__Quoted text__
◇ ◇ ◇ ◇ ◇ ◇ ◇

I was 10 years old when my mind wrapped itself in the gentle outdoor towel surrounding me. It was bath time on the cusp of a falling summer night in my grandparent’s tarpaper cabin in the far northwestern corner of Wisconsin – the Brule River Valley, to be exact. Through a child’s eyes, the unending whisper of red pines, rivers and logged-over sand barrens felt like a giant’s playground with no end and no beginning. I remember whippoorwills calling like soft-spoken cheerleaders and nighthawks and bats swooping from hidden perches to beckon me into the coming darkness.

Wood smoke drifted from the sauna like a fragrant mist as I stood on the cabin porch and shed my clothes in preparation for the nightly ritual. I was not shy. I’d been potty trained in a two-hole outhouse, and that had pretty much robbed me of any insecurity issues a typical kid might have about his own mortal nakedness. While the cabin itself had running water supplied by a covered pump house – showers and tubs, along with indoor toilets were luxuries that weren’t deemed all that important in this small corner of the world.

◇ ◇ ◇ ◇ ◇ ◇ ◇

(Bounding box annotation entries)
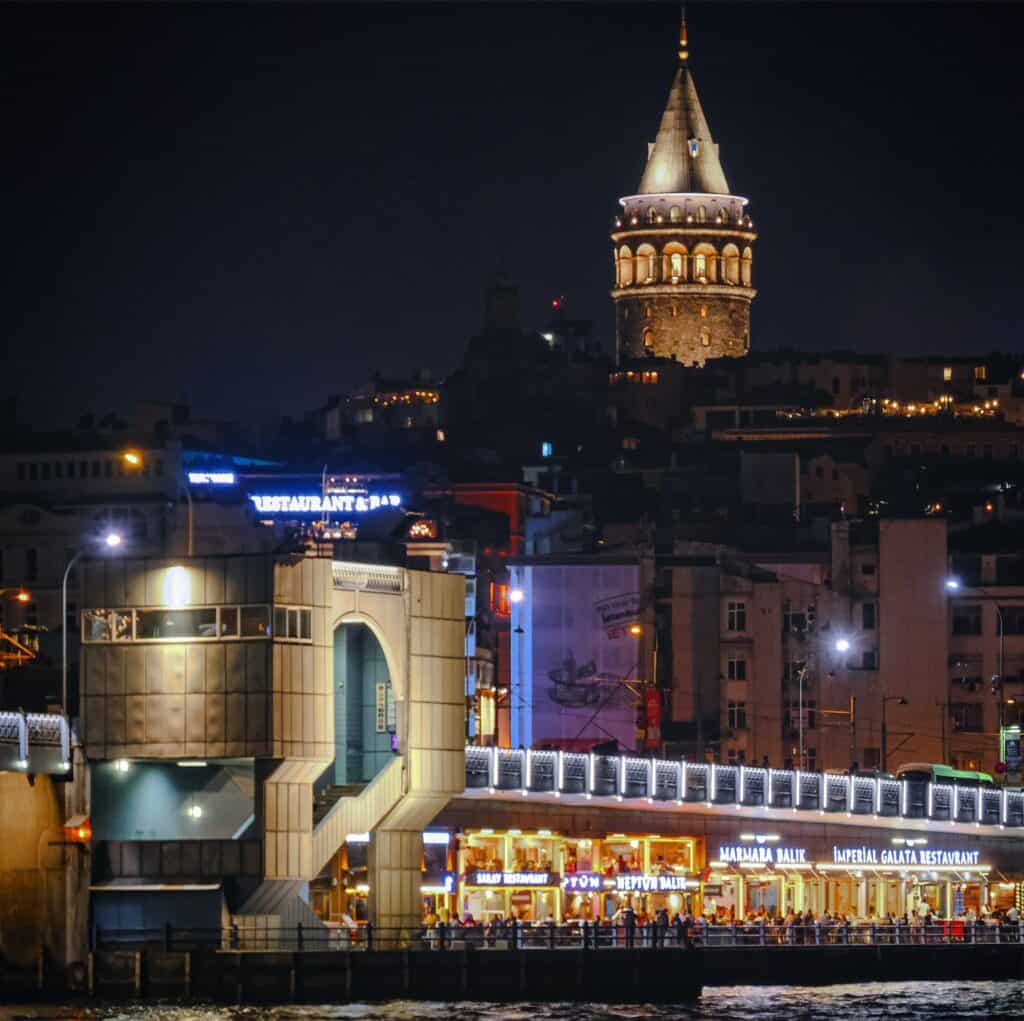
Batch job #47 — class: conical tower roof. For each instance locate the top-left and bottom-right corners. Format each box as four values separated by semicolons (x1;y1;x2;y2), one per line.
638;20;730;195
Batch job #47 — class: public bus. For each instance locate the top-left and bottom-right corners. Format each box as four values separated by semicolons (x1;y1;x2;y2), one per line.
896;762;995;788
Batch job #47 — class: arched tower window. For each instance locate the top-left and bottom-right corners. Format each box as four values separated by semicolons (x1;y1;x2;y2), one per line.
662;241;686;284
636;244;656;284
722;244;739;284
618;245;633;287
739;248;754;287
693;242;718;284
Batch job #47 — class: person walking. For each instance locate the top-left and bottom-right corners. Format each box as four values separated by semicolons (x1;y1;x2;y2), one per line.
623;904;637;950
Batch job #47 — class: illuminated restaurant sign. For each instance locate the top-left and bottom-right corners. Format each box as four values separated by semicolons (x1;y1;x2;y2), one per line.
833;847;981;866
562;873;689;893
249;493;401;514
188;471;238;485
718;845;807;865
466;870;558;886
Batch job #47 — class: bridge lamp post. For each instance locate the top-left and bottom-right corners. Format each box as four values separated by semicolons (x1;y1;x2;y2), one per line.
882;695;909;772
60;531;124;718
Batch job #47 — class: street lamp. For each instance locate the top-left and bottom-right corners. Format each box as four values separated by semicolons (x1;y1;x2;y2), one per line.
946;575;1006;745
882;695;909;772
60;531;124;717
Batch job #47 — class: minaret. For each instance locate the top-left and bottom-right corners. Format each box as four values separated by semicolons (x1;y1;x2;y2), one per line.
611;17;757;366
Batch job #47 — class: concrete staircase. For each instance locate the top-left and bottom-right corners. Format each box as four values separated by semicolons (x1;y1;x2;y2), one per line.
313;783;367;826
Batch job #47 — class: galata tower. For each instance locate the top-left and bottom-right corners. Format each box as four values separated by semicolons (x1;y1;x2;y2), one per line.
611;19;757;366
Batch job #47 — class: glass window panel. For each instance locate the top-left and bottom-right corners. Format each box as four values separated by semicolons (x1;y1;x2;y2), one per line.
82;609;131;642
135;606;217;641
220;606;239;638
242;606;270;638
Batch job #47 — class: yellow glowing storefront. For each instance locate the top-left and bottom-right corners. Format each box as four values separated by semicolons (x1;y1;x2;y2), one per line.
452;828;699;923
701;833;999;921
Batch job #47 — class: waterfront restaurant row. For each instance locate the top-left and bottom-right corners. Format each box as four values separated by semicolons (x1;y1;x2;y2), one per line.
314;797;1024;923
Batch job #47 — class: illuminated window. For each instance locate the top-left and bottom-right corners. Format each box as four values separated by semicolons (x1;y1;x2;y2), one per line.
726;602;746;631
490;582;512;616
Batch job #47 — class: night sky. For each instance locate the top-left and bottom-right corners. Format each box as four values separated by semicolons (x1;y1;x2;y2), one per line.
6;3;1024;424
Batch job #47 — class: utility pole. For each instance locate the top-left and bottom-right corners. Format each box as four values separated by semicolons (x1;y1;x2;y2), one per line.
850;695;857;766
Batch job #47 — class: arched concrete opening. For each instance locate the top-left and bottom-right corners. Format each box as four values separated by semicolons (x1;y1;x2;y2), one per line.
333;620;398;786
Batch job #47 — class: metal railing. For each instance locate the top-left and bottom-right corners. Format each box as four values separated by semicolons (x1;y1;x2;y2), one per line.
466;747;1024;826
90;920;1024;952
331;560;404;595
0;712;71;774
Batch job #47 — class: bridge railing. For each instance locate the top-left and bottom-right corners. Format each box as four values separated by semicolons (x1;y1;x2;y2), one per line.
466;747;1024;826
0;712;71;774
90;920;1024;953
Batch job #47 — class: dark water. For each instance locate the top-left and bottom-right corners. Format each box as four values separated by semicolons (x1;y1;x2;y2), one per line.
0;981;1024;1021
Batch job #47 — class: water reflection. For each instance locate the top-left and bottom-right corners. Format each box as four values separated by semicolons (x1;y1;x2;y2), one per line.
6;981;1024;1021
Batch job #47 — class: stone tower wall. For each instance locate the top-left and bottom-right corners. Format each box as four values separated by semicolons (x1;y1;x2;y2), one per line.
611;217;757;366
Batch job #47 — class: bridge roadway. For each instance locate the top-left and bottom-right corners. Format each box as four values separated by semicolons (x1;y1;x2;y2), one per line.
464;748;1024;839
0;712;71;776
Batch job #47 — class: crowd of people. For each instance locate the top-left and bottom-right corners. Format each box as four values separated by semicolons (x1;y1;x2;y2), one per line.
424;901;1021;948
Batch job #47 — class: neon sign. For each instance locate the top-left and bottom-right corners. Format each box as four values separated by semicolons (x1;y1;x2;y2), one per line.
562;873;690;893
188;471;237;485
615;873;687;893
833;847;981;865
249;493;401;514
718;845;807;865
562;873;604;893
466;870;558;886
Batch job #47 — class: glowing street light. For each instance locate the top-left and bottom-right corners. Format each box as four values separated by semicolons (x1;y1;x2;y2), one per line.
60;531;124;716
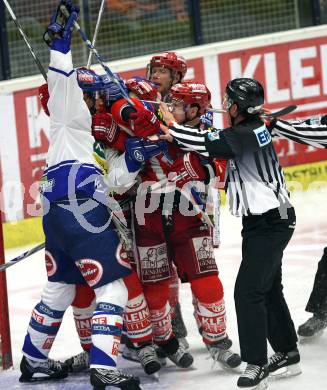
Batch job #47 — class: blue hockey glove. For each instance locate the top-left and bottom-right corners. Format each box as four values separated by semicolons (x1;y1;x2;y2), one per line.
101;73;128;104
125;137;167;172
43;0;79;54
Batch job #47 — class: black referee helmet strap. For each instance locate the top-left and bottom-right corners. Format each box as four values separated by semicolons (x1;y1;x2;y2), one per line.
226;77;264;115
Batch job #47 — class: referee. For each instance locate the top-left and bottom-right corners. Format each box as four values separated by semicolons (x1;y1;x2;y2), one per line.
161;78;301;389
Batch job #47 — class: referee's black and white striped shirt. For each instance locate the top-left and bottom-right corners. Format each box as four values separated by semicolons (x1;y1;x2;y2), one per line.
269;117;327;149
169;118;291;216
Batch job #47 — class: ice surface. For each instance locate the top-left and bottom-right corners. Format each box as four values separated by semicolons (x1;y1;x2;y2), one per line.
0;191;327;390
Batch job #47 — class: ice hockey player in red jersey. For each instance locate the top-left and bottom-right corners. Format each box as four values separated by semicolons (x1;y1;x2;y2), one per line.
129;83;241;368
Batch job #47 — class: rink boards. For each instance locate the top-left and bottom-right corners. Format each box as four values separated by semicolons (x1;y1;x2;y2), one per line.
0;26;327;247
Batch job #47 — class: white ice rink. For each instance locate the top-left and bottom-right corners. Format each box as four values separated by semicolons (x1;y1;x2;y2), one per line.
0;190;327;390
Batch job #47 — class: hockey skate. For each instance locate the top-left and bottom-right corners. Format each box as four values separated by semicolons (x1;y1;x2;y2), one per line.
297;314;327;338
207;337;242;368
158;337;194;368
237;364;269;390
65;351;90;372
131;343;161;375
19;356;68;382
90;368;142;390
268;348;302;379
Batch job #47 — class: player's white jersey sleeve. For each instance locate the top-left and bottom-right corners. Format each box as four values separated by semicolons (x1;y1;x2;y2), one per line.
105;149;139;193
41;50;102;201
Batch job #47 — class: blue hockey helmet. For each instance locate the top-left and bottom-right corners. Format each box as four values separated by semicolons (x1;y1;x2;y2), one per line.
76;68;127;106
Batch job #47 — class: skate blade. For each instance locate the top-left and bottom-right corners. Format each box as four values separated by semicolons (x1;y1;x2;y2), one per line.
299;329;324;344
269;364;302;380
19;374;68;383
121;354;140;364
239;378;268;390
219;362;242;374
149;372;160;382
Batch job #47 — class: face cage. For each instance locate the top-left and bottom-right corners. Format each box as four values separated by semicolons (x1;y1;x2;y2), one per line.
168;99;195;114
222;93;234;111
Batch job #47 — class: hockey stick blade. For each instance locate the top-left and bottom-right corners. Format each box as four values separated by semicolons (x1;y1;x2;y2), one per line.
262;104;297;118
0;242;45;272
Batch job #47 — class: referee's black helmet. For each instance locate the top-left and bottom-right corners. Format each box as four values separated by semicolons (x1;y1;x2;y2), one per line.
225;77;264;115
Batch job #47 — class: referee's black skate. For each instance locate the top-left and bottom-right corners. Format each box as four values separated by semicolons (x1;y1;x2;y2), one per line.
268;348;302;379
19;356;68;382
90;368;142;390
297;314;327;338
237;363;269;390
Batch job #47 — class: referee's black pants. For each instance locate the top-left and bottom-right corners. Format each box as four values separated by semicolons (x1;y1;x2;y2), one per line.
234;208;297;365
305;247;327;317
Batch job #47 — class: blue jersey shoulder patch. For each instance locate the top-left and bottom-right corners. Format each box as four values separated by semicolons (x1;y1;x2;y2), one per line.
253;125;271;147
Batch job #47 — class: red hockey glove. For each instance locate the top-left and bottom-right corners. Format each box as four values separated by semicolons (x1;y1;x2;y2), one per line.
92;112;119;147
130;107;160;138
170;152;207;187
39;83;50;116
213;158;227;188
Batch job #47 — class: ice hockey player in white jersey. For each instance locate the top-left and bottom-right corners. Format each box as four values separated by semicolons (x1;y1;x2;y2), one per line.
20;0;165;390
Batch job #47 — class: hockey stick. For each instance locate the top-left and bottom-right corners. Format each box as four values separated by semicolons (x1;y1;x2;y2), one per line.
206;105;297;118
262;104;297;118
60;5;135;106
86;0;104;69
0;242;45;272
3;0;47;81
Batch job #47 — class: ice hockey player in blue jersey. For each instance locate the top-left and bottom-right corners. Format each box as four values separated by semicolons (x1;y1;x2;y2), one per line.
20;0;165;390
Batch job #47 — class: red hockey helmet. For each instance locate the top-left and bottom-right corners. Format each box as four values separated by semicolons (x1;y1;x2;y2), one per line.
147;51;187;81
125;76;161;101
167;82;211;115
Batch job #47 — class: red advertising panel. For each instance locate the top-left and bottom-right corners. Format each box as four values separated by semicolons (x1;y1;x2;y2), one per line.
218;37;327;166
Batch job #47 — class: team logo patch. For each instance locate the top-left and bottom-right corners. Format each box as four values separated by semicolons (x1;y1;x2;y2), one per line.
116;243;131;269
45;251;58;276
138;244;171;282
253;125;271;147
208;130;220;141
134;150;144;162
76;259;103;287
192;237;217;273
42;337;55;350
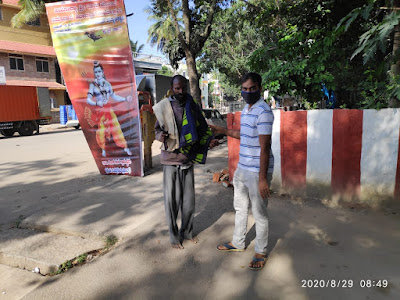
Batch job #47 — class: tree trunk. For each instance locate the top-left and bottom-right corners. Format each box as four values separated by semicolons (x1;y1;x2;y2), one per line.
185;50;202;106
389;0;400;108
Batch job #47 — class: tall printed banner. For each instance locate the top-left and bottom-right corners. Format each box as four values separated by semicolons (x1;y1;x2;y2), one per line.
46;0;143;176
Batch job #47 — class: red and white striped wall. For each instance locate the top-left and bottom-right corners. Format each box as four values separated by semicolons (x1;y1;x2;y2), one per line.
228;109;400;201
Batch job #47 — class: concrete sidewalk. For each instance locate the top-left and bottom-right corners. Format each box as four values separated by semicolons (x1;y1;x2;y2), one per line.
0;131;400;299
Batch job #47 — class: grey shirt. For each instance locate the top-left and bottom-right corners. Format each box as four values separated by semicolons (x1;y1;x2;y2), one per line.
155;97;193;167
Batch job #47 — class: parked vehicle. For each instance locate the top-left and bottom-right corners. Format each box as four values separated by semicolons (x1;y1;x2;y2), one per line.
0;85;51;137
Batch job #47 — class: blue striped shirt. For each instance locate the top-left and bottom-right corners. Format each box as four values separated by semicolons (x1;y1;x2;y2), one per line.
238;98;274;173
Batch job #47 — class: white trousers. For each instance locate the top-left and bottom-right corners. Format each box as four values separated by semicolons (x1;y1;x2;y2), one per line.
232;167;272;254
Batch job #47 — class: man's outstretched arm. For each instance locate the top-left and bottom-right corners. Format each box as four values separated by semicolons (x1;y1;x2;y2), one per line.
258;135;271;199
208;125;240;140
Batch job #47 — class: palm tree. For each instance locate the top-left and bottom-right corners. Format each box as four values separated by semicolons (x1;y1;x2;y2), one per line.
144;7;183;52
11;0;47;28
130;40;144;57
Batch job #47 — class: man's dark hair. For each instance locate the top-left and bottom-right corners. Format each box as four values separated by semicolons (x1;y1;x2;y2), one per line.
241;72;262;89
171;75;187;87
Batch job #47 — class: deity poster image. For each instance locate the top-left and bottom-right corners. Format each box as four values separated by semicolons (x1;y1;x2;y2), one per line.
46;0;143;176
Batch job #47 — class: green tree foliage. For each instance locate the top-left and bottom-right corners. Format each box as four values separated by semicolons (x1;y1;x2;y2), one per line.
199;1;263;97
130;40;144;57
338;0;400;108
157;66;174;76
150;0;225;100
250;0;387;107
11;0;47;28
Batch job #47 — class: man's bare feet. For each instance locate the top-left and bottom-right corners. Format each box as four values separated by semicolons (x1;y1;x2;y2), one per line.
217;242;235;251
249;253;268;270
217;242;245;252
172;243;184;249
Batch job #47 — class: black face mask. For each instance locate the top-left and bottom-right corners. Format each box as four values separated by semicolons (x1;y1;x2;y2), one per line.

◇ ◇ ◇ ◇ ◇ ◇ ◇

From the Wisconsin cabin passage above the listing, write out the part that begins with the words containing "I was 10 years" and ends with "the coming darkness.".

__Result__
I was 10 years old when my mind wrapped itself in the gentle outdoor towel surrounding me. It was bath time on the cusp of a falling summer night in my grandparent’s tarpaper cabin in the far northwestern corner of Wisconsin – the Brule River Valley, to be exact. Through a child’s eyes, the unending whisper of red pines, rivers and logged-over sand barrens felt like a giant’s playground with no end and no beginning. I remember whippoorwills calling like soft-spoken cheerleaders and nighthawks and bats swooping from hidden perches to beckon me into the coming darkness.